REQUIRED ACTION: Restate the records exactly. Include all of them.

DATA SHOWN:

== Segment start ==

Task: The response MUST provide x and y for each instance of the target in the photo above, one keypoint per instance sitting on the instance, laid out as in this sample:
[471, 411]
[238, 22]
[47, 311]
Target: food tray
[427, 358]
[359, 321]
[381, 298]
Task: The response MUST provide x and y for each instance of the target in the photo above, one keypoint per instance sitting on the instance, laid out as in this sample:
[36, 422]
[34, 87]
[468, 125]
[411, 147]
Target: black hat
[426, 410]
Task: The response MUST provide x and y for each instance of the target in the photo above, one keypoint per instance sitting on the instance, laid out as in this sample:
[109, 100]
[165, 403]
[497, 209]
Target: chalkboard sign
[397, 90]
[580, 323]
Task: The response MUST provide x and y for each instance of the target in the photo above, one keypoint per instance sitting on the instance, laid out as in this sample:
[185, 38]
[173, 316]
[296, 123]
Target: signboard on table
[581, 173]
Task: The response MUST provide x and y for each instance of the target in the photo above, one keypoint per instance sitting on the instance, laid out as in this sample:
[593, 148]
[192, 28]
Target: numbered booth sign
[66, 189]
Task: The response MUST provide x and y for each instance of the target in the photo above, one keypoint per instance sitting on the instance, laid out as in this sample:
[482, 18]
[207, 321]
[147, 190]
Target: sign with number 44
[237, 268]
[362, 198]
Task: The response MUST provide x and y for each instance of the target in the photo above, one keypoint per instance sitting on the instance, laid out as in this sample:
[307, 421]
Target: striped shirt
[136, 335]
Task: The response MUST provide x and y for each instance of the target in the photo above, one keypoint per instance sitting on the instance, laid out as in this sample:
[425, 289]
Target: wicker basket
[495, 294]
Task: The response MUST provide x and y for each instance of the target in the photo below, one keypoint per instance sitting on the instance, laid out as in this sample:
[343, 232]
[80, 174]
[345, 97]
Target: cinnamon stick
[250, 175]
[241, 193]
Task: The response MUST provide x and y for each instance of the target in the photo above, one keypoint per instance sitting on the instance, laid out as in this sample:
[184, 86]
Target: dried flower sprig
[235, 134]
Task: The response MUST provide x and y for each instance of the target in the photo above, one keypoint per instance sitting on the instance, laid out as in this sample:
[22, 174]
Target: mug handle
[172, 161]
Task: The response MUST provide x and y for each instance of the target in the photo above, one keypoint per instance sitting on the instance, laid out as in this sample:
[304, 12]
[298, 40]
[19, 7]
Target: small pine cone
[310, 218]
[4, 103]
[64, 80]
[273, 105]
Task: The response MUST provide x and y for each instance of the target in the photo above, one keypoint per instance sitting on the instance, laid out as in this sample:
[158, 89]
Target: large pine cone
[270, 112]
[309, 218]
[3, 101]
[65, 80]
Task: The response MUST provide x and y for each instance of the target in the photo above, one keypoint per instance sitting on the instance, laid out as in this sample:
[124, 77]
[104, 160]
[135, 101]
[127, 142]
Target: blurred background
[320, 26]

== Segment end ==

ANSWER BOX:
Task: The response MUST provide x and y for each instance of the target in the photo above, one keypoint per instance sitting on the instance, laid out as in this sample:
[471, 411]
[238, 22]
[47, 311]
Target: food tray
[427, 358]
[359, 321]
[381, 298]
Task: The response MUST provide x and y for each instance of the target in the photo above, one keypoint per instance sitting on the instance, laid out as in this sample:
[36, 422]
[34, 87]
[468, 125]
[411, 147]
Target: black hat
[426, 410]
Task: The response MUST provide x and y for each instance of the target in the photo above, one keypoint per instance sitting on the instance, laid out as in this sample:
[109, 100]
[165, 403]
[497, 209]
Target: chalkboard sign
[397, 90]
[580, 323]
Task: The response MUST provide x and y for each instance of the target in the photo above, one keypoint per instance sitting on the instance, laid out as in this sample:
[185, 38]
[173, 316]
[296, 123]
Target: signboard on table
[581, 173]
Task: The response MUST provide x and y for each instance of the target in the photo above, one keypoint per instance sitting on the instance, laid out as in this sample:
[593, 148]
[192, 28]
Target: numbered booth sign
[66, 189]
Task: The response MUST provide x and y for each instance of the target in the photo above, one keypoint per instance sitting on the instance, laid out as in this sample:
[482, 18]
[207, 321]
[147, 190]
Target: sign with number 44
[237, 268]
[362, 198]
Task: The response MUST provide x and y for each instance of the target in the photo above, one keypoint per instance sitting on the instance, laid out as in this sample:
[307, 421]
Target: striped shirt
[136, 335]
Task: The response MUST provide x and y for each instance of the target in the photo above, one keypoint per instance sitting on the instance, laid out as in this sample:
[425, 289]
Target: wicker basket
[495, 294]
Task: The response MUST provide x and y for each instance of the target in the photo below, one keypoint per instance sitting on the instance, laid out as in this sample:
[343, 232]
[80, 174]
[345, 97]
Target: cinnamon stick
[250, 175]
[241, 193]
Task: The response MUST provide x and y for each instance of the target in the photo above, one keypoint per instance sitting on the instance, laid out as in this sample:
[184, 86]
Target: dried flower sprig
[235, 134]
Task: The response MUST provide x and y for each instance of the target in the photo above, one keypoint per instance sitting on the instance, laid out as in this sample:
[22, 174]
Target: mug handle
[172, 161]
Task: The response MUST provide x and y for each instance of the target in the photo above, one keypoint per instance sitting on the instance, laid out as in this sample:
[304, 12]
[298, 40]
[19, 7]
Target: small pine cone
[310, 218]
[4, 103]
[64, 80]
[273, 105]
Task: The response MUST provide x and y for each instance of the target in the photo above, one keypoint per instance sitting on the instance, laid out as in this sample:
[158, 89]
Target: large pine cone
[270, 112]
[309, 218]
[3, 101]
[65, 80]
Task: The response MUST provide x and y for each instance of the target in the photo above, one keypoint per instance sitting on the instance, laid out as in this sample:
[124, 77]
[104, 160]
[135, 101]
[127, 142]
Target: blurred background
[320, 26]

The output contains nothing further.